> **TO DO**
Your response should consist of the data that follows, repeated in full without alteration.

> **LISTED ENTRIES**
- - -

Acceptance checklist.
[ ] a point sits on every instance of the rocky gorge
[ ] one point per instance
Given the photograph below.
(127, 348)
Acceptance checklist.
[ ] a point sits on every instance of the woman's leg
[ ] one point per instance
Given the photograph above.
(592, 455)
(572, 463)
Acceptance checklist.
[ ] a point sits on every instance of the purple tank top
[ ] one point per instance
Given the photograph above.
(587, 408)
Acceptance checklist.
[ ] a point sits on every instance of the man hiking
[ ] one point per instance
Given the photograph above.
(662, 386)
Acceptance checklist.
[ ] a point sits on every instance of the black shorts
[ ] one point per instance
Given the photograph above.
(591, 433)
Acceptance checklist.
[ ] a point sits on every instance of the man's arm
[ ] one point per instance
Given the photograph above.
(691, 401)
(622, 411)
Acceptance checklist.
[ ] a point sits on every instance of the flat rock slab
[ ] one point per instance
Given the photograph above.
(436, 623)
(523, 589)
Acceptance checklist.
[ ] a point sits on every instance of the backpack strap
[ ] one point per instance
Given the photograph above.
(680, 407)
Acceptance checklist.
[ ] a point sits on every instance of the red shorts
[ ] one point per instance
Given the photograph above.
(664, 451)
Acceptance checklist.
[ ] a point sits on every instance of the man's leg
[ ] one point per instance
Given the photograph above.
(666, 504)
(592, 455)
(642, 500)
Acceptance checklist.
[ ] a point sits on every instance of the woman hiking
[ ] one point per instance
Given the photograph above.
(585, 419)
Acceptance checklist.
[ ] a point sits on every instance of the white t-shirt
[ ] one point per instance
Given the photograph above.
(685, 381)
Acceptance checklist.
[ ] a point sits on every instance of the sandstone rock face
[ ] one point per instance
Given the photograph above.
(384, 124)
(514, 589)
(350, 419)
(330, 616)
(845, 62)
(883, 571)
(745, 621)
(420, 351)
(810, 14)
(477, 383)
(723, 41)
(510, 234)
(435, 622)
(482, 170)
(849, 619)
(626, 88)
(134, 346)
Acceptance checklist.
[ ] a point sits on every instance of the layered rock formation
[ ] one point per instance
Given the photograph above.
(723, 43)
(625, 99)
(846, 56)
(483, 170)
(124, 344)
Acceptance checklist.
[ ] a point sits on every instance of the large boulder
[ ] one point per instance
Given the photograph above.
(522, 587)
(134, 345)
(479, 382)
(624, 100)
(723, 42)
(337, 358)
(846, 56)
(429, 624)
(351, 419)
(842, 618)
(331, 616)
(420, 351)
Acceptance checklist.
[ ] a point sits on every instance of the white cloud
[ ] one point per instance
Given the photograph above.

- - -

> **TASK OUTPUT**
Acceptance checklist.
[ ] a point sits on every instance of the rocky gorge
[ ] one point per instance
Given the photograph below.
(127, 348)
Acceptance checklist.
[ ] a point sits on every instance of the woman's leg
[ ] one point per instance
Given the photograph above.
(592, 455)
(572, 463)
Acceptance checklist.
[ ] a point sits on every instance of the purple tank top
[ ] one point per instance
Given the photograph above.
(587, 408)
Acceptance checklist.
[ ] a point sits on every instance of the man hiking
[ ] one point per instance
Given the photograph above.
(662, 386)
Acceptance checklist.
[ ] a point sits on every instance of the black shorts
[ ] one point per instance
Given the photograph above.
(591, 433)
Acceptance checklist.
[ ] a point sits on every instance of the man's arm
[ ] one point per instance
Given the photograph above.
(691, 401)
(622, 411)
Acceptance checklist.
[ ] a point sits on every instance of the flat rock slab
[ ] one point per instance
Given the photograph above.
(436, 623)
(523, 589)
Acceptance checklist.
[ ] a point sits on every instance of the backpack strap
[ ] one point per instance
Given the photograph above.
(680, 407)
Acceptance checklist.
[ ] a point sits on every instance of the red shorts
[ ] one point per instance
Given the photograph above.
(664, 451)
Acceptance checklist.
[ ] a point sits on every instance of the man's leg
[ ] one point per instance
Given the photograph above.
(666, 504)
(592, 455)
(642, 500)
Acceptance checklist.
[ ] a point sits on every instance of the woman hiking
[ ] one point per instance
Given the photograph above.
(585, 419)
Acceptance checklist.
[ ] a point sits on every instance of the white t-shirt
[ ] one point per instance
Given the photograph above.
(685, 381)
Acceptance checklist.
[ ] a point sits on every instance of the sandstone rock face
[ ] one point per instance
Given the photograph above.
(384, 124)
(514, 589)
(350, 419)
(330, 616)
(845, 62)
(883, 571)
(745, 621)
(420, 351)
(810, 14)
(477, 383)
(723, 41)
(510, 234)
(435, 622)
(482, 170)
(849, 619)
(626, 88)
(134, 346)
Acceptance checklist.
[ ] a point sits on every instance of the layered rock formation
[ ] one point per instance
Given the photograph above.
(723, 43)
(625, 99)
(846, 56)
(483, 170)
(124, 344)
Acceptance checklist.
[ ] a point sits on every instance of the large boulder
[ ] one point per instance
Given the photograph above.
(522, 587)
(134, 345)
(479, 382)
(624, 100)
(723, 42)
(337, 358)
(846, 56)
(429, 624)
(351, 419)
(842, 618)
(331, 616)
(420, 351)
Acceptance checklist.
[ ] a point sits on every instance of the white cloud
[ ] one point per instance
Given the photograph above.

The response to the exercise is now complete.